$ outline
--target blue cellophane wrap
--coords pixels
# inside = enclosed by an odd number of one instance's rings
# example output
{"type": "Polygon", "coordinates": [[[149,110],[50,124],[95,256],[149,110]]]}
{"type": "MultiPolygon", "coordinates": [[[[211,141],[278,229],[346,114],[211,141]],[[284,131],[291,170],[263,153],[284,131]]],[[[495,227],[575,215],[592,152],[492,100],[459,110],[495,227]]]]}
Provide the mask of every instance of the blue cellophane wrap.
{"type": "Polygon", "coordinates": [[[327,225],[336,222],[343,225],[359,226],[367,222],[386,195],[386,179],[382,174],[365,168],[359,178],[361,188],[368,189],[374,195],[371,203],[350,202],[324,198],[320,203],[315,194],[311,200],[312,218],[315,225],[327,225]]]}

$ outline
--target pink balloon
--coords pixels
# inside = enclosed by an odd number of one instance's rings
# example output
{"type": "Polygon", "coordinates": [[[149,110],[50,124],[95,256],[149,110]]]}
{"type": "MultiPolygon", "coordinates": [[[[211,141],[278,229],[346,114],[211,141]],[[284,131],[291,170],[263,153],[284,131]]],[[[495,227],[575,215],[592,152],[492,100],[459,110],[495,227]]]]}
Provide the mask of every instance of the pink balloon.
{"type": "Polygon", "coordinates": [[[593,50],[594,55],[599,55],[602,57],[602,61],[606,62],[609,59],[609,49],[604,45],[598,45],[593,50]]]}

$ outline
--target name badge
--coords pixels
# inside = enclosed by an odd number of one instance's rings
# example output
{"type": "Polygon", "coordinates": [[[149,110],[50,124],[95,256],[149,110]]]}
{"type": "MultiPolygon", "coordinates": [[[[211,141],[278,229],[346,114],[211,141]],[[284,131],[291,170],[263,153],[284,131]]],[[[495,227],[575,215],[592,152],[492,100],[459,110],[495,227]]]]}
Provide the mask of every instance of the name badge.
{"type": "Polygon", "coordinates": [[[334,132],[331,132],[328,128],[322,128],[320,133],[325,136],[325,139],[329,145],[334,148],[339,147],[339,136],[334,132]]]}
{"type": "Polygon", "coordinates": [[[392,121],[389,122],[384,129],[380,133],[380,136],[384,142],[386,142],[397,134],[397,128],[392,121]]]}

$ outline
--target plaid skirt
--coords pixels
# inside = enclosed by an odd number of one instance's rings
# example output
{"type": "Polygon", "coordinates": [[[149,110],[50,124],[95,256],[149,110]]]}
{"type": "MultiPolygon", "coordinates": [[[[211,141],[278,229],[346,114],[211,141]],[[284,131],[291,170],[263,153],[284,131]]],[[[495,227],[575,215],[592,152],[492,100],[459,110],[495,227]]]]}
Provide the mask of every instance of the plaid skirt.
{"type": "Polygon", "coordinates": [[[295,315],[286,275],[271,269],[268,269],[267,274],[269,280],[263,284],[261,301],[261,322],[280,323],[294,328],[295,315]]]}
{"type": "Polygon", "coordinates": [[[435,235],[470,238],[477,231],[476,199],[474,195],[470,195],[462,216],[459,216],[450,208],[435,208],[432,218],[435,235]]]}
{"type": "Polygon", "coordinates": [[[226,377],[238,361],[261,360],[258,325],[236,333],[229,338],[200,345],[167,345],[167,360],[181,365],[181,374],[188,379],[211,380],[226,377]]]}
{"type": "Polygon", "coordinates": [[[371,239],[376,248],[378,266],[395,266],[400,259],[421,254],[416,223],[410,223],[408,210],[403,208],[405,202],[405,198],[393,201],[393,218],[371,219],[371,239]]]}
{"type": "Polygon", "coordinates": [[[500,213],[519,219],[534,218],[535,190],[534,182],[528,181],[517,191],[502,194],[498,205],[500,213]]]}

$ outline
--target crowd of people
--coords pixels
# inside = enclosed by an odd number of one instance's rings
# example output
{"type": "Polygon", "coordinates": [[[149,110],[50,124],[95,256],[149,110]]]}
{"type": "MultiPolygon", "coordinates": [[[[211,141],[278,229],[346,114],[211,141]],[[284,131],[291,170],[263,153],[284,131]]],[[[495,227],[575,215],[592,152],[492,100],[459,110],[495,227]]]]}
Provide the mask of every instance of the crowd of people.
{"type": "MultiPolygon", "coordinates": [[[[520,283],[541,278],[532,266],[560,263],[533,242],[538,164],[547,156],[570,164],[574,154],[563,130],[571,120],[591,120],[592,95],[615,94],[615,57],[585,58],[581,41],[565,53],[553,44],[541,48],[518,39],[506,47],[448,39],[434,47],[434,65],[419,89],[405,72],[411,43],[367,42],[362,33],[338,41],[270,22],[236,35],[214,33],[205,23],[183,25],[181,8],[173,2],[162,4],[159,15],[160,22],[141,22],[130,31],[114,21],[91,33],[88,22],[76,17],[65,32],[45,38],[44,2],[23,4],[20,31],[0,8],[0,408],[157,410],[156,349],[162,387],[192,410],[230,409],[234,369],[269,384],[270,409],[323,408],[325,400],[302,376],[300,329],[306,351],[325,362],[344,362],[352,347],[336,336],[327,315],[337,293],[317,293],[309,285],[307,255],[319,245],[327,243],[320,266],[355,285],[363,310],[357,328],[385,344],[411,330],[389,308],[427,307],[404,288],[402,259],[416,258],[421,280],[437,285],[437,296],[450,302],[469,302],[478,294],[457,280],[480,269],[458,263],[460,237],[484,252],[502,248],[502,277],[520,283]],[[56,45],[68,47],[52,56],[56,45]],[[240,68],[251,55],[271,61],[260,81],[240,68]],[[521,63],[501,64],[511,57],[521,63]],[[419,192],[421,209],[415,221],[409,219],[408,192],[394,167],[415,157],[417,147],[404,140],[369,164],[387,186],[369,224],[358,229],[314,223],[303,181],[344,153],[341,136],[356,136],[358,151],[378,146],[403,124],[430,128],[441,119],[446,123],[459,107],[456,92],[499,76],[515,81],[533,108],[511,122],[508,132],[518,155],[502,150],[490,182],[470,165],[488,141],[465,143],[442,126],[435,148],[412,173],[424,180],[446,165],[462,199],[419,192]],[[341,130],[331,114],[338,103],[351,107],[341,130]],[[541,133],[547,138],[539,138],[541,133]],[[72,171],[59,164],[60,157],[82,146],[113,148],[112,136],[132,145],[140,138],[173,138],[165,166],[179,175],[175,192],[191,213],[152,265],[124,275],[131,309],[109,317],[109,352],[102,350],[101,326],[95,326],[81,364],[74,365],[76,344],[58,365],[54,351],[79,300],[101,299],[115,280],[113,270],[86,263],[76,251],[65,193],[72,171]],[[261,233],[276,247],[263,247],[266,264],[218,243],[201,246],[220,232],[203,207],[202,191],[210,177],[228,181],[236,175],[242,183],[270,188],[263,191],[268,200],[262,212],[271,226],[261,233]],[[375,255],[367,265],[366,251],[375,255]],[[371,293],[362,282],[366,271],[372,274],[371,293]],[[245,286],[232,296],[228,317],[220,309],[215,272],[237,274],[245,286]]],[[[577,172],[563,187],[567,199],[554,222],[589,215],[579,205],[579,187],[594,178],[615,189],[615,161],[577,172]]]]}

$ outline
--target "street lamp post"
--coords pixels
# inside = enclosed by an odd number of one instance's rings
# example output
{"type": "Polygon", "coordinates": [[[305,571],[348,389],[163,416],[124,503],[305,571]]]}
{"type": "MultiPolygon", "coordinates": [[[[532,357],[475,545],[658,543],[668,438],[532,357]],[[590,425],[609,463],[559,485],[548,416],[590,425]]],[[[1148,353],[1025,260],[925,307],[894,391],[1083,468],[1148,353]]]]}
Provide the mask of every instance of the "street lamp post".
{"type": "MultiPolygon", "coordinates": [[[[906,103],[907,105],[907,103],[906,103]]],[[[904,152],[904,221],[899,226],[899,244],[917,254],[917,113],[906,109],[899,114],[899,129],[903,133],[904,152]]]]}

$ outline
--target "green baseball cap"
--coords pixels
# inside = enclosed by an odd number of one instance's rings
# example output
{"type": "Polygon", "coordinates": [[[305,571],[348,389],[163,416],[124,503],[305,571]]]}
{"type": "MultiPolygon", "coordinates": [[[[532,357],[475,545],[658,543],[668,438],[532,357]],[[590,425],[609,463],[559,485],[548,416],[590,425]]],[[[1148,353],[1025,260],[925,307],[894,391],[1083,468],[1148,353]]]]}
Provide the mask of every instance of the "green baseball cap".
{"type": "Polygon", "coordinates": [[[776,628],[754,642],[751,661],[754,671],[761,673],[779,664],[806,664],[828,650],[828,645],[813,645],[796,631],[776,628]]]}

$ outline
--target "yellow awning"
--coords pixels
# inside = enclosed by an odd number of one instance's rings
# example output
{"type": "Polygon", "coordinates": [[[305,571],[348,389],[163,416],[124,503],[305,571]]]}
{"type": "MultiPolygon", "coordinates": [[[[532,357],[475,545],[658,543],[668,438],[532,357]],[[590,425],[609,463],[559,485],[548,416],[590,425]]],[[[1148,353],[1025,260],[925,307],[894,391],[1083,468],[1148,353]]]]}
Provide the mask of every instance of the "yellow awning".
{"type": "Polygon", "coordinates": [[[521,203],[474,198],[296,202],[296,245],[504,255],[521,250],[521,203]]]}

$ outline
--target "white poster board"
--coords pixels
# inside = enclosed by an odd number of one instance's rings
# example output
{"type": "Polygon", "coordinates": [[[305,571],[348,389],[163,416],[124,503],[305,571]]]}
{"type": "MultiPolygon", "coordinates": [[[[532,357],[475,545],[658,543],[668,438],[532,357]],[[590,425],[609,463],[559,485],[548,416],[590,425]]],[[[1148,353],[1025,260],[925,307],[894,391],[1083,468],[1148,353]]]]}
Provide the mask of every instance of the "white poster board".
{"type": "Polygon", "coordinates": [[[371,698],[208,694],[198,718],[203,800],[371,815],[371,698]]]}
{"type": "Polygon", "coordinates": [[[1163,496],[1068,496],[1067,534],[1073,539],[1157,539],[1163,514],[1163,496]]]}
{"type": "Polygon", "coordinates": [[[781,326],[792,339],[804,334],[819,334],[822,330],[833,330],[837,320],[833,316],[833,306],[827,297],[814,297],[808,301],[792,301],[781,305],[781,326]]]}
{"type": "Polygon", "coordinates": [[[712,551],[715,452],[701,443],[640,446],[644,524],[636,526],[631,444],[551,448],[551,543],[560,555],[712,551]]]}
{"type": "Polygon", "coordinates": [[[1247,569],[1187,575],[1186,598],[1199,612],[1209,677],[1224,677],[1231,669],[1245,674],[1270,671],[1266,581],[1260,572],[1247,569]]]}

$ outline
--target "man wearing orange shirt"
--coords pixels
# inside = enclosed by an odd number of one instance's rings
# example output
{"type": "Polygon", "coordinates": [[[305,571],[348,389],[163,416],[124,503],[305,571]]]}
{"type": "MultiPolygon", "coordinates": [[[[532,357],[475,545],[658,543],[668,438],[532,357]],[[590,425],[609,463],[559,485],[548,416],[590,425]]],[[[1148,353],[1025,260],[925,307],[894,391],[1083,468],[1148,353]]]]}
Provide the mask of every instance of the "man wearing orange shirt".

-*-*-

**Instructions for the task**
Give back the entries above, from the very first line through the line that contains "Provide the mask of every instance of the blue", with "cellophane" swapped for "plastic" and all else left the same. Give only those lines.

**Output below**
$ outline
--target blue plastic wrap
--coords pixels
# inside = enclosed by an odd number of one instance's rings
# example output
{"type": "Polygon", "coordinates": [[[149,110],[50,124],[95,256],[149,110]]]}
{"type": "MultiPolygon", "coordinates": [[[[211,141],[278,229],[346,114],[211,141]],[[284,131],[291,170],[263,153],[284,131]]],[[[495,227],[575,215],[592,152],[492,100],[459,110],[495,227]]]]}
Provide the mask of every instance of the blue plastic wrap.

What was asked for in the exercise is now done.